_Article_
— begin —

Penalty shoot-outs are as much about mental strength as they are about technique. Switzerland have a reputation for being organised, professional, and hard to rattle. They proved that again here.

Colombia will be devastated. Going out on penalties is the hardest way to exit any tournament. You can play well for hours and then one moment ends it all. That's the game. It's brutal.

Switzerland have no time to celebrate

Here's the thing about Switzerland's achievement — and it is an achievement — they now face Argentina in the quarter-final.

Argentina. World Cup holders. A squad with the kind of quality that makes even good defensive teams look ordinary.

Switzerland are a well-drilled side. They're hard to beat. Nobody has described them as exciting, and that's fine. Exciting doesn't always win matches. But Argentina are a different test entirely. The kind of test that exposes whether a team is genuinely good or whether they've been well-organised against the right opponents.

— end —

_Provided information_
— begin —

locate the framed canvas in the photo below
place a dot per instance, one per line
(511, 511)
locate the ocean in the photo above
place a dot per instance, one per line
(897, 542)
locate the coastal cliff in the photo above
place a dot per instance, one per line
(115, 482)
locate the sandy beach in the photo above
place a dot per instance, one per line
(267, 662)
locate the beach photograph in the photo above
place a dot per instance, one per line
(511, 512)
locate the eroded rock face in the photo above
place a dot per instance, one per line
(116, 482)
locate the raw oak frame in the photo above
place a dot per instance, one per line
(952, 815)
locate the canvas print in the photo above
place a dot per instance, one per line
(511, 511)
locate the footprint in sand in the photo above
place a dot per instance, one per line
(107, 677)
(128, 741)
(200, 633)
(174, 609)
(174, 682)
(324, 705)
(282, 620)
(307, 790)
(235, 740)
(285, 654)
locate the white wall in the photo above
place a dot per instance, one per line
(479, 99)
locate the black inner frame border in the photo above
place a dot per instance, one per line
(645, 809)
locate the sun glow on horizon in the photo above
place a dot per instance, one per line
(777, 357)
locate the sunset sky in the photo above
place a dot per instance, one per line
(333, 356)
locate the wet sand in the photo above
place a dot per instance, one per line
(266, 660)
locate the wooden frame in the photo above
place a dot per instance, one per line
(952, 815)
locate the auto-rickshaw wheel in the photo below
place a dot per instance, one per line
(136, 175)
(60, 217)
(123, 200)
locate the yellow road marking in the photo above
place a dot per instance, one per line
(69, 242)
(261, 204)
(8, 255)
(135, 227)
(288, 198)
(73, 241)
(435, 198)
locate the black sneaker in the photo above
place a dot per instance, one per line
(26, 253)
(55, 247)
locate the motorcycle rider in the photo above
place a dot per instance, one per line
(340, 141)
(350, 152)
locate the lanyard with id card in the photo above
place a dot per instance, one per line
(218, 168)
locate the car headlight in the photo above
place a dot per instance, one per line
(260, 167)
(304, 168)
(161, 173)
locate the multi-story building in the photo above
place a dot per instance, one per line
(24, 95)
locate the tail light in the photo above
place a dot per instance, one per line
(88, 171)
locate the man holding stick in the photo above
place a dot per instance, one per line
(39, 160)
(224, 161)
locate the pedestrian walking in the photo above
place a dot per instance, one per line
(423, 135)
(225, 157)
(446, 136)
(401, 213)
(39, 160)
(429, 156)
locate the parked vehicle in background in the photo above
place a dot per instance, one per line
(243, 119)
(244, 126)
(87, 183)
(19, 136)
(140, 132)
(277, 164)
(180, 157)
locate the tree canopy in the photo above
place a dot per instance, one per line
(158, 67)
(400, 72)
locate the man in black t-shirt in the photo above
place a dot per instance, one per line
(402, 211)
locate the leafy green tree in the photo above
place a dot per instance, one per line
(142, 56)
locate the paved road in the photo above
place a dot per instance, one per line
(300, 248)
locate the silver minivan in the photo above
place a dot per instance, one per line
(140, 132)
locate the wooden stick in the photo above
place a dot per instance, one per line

— end —

_Problems to solve_
**A.** From the Switzerland match commentary, output the passage that begins at the words "Colombia will be" and stops after "teams look ordinary.".
**B.** Using the Switzerland match commentary, say yes or no for each statement and quote the words that settle it: (i) Switzerland's next opponent in the quarter-final is Argentina. (ii) Switzerland are described as an exciting side. (iii) Argentina hold the World Cup.

_Answer list_
**A.**
Colombia will be devastated. Going out on penalties is the hardest way to exit any tournament. You can play well for hours and then one moment ends it all. That's the game. It's brutal.

Switzerland have no time to celebrate

Here's the thing about Switzerland's achievement — and it is an achievement — they now face Argentina in the quarter-final.

Argentina. World Cup holders. A squad with the kind of quality that makes even good defensive teams look ordinary.

**B.**
(i) Yes: "they now face Argentina in the quarter-final."
(ii) No: "Nobody has described them as exciting"
(iii) Yes: "World Cup holders."